**JOB**
Copy the lines again, starting at the line that contains "Please segment every instance of the glass" and ending after the line that contains "[[[381,91],[414,111],[441,108],[438,62],[381,65]]]". Keep the request wording unchanged, but raise every coordinate in the traced outlines by 81.
## BEGIN DATA SUPPLIED
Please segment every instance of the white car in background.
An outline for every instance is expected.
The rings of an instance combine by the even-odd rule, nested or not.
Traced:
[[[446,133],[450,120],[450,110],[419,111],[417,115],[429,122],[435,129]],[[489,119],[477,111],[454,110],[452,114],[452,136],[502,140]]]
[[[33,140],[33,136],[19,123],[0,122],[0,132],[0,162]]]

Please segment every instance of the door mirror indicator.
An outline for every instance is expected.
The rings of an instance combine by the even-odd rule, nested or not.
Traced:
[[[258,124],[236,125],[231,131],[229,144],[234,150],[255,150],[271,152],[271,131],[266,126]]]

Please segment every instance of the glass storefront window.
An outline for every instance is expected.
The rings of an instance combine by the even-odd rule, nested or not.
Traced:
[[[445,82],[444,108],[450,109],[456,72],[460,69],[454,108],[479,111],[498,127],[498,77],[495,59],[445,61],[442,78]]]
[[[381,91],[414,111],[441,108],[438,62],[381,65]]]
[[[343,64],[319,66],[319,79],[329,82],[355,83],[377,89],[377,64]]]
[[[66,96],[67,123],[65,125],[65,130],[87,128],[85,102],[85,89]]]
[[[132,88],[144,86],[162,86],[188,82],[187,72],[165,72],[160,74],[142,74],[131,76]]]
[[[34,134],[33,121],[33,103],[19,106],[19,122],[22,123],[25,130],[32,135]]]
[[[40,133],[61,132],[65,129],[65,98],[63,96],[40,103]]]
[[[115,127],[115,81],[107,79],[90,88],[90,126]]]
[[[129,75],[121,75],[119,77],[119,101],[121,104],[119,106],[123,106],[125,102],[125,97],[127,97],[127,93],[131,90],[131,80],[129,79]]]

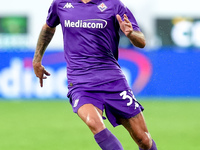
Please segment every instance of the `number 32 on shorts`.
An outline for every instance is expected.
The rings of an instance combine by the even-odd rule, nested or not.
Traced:
[[[127,103],[127,106],[130,106],[133,103],[133,98],[129,95],[127,95],[127,91],[123,91],[120,93],[120,96],[122,96],[122,99],[129,99],[130,101]],[[134,97],[134,96],[133,96]],[[137,102],[135,102],[135,109],[139,107],[139,104]]]

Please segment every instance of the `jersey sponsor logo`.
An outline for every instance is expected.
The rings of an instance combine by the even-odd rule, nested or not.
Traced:
[[[71,20],[64,21],[65,27],[72,28],[97,28],[103,29],[107,26],[107,21],[103,19],[87,19],[87,20],[78,20],[77,22]]]
[[[100,10],[101,12],[103,12],[104,10],[107,9],[107,6],[106,6],[104,3],[101,3],[101,4],[98,5],[97,7],[99,8],[99,10]]]
[[[74,8],[74,6],[72,5],[72,3],[66,3],[63,8]]]

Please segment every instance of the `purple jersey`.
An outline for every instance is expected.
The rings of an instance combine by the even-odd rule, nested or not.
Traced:
[[[140,30],[120,0],[91,0],[86,4],[81,0],[54,0],[51,4],[46,22],[50,27],[62,27],[69,92],[125,78],[117,62],[117,14],[122,18],[126,14],[133,29]]]

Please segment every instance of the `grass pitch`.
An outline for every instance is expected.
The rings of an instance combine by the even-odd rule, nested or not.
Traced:
[[[138,99],[158,150],[200,149],[200,99]],[[161,100],[161,101],[160,101]],[[122,127],[107,128],[125,150],[137,145]],[[100,150],[68,101],[0,100],[0,150]]]

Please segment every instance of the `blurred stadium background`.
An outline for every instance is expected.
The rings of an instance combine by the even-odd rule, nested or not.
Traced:
[[[122,0],[147,39],[145,49],[121,35],[119,63],[159,150],[200,149],[200,9],[198,0]],[[89,129],[66,98],[60,26],[43,60],[51,73],[40,88],[32,69],[52,0],[0,5],[0,149],[96,150]],[[122,127],[108,128],[137,149]]]

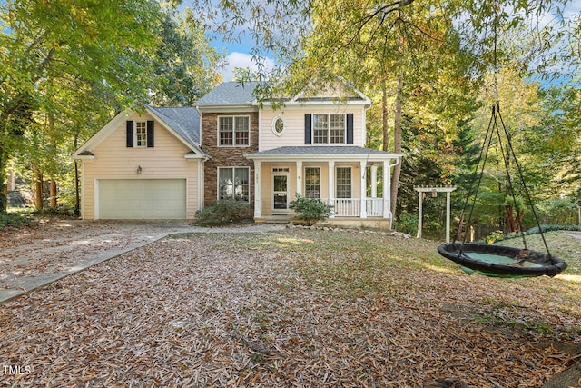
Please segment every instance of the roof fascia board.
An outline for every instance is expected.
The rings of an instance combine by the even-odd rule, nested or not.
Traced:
## END DATA SUPPLIED
**RESPONSE TO THIS EXERCISE**
Please segment every instance of the glass storefront window.
An outline for every instance is expected.
The rings of an instance combine by the even-odd rule, nested or not.
Traced:
[[[526,163],[525,189],[531,190],[537,153],[541,150],[535,189],[560,192],[579,208],[579,158],[576,140],[526,142],[523,159]]]
[[[462,172],[495,192],[522,189],[519,143],[462,146]]]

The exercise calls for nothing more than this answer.